> EXCERPT PROVIDED

***

Poster Info : Neurons and Their Properties


Astrocytes are the most abundant glial cells in the CNS. They arise from neuroectoderm and are intimately associated with neural processes, synapses, vasculature, and the pial-glial membrane investing the CNS. Astrocytes in gray matter are called protoplasmic astrocytes, and in white matter they are called fibrous astrocytes. The somas vary in diameter from a few μm to 10 or more μm. Astrocytes are arrayed in nonoverlapping 3D polyhedral domains of 100-200 μm across (up to 400 μm in hominids). Structurally, astrocytic processes interdigitate, forming a syncytium to protect synapses (as close as 1μm to these structures).

***

> EXCERPTED RECORDS

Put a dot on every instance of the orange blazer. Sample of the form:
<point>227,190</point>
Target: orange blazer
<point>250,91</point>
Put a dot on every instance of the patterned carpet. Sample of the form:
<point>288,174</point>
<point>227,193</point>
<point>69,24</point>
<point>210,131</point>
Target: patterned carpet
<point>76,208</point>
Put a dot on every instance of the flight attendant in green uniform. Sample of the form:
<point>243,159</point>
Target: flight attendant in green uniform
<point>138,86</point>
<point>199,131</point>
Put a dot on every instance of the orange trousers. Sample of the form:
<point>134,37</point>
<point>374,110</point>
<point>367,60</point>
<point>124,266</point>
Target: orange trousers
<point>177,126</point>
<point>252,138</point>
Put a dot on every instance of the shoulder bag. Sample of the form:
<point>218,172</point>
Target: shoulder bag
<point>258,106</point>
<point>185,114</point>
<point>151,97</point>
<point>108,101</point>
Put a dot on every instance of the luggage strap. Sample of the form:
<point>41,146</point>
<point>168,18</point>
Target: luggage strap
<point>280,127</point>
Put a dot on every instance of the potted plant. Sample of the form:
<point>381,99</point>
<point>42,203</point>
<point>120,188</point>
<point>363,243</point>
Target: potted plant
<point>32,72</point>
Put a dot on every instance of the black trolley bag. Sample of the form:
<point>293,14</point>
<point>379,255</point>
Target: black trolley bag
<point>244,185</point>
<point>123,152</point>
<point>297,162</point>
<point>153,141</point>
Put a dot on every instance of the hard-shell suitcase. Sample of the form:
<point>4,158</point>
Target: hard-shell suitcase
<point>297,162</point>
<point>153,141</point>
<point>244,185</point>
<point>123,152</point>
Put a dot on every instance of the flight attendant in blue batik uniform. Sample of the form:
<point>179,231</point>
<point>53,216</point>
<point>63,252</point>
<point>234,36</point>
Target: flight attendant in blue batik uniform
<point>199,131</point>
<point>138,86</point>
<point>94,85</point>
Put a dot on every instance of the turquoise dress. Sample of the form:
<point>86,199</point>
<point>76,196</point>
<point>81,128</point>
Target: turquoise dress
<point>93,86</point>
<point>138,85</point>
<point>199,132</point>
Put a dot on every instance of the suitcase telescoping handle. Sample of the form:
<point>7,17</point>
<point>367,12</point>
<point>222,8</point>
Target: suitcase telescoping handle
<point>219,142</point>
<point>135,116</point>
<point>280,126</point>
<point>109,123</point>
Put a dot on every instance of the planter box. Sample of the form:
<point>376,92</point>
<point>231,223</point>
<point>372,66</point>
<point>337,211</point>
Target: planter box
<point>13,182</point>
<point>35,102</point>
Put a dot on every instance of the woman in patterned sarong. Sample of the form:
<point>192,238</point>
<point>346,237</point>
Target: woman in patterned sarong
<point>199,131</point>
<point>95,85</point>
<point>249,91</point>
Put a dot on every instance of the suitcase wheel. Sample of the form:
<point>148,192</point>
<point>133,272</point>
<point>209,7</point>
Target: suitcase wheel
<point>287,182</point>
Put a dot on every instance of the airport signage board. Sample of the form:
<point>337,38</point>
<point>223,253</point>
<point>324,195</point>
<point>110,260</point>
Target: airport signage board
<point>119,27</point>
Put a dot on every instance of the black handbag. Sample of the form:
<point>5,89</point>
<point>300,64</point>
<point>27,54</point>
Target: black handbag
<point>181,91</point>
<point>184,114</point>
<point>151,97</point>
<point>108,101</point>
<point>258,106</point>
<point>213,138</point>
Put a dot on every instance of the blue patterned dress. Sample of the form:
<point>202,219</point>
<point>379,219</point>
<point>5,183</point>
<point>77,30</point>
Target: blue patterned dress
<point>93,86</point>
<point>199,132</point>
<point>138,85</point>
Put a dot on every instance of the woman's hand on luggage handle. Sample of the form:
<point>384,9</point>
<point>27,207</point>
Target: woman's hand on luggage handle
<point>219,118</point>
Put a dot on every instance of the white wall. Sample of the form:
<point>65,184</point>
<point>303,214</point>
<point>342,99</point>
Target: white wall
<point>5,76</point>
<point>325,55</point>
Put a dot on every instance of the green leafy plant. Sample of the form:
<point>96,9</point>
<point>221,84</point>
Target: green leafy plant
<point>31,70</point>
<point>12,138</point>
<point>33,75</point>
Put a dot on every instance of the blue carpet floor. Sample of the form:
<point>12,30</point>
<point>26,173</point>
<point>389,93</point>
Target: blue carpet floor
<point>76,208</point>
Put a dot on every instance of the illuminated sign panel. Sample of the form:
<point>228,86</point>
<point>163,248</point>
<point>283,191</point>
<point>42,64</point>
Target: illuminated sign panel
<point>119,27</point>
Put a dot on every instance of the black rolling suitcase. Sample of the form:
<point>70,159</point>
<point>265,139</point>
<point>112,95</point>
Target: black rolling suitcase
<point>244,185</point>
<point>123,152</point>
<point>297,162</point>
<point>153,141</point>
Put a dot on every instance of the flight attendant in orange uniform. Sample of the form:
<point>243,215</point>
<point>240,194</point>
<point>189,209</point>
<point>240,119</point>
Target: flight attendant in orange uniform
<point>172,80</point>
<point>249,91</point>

***

> TASK REQUIREMENTS
Resume the poster text on astrocytes above, continuing after its last sentence.

> OUTPUT BELOW
Astrocytic endfeet associate with vascular endothelial cells and associated smooth muscle cells. Astrocyti processes invest the entire pial membrane from the inside. Physiologically, astrocytic processes affect ion balance (sequester K+), transport water via aquaporin 4 channels, uptake and recycle glutamate and GABA, provide metabolic support to neurons, and can become reactive after CNS injury and lay down glial scar tissue. Astrocytes also can releasegrowth factors and bioactive molecules (termed gliotransmitters) such as glutamate, ATP, and adenosine. In development, specialized astrocytes, called radial glia, provide a scaffold for orderly neural migrations in the CNS.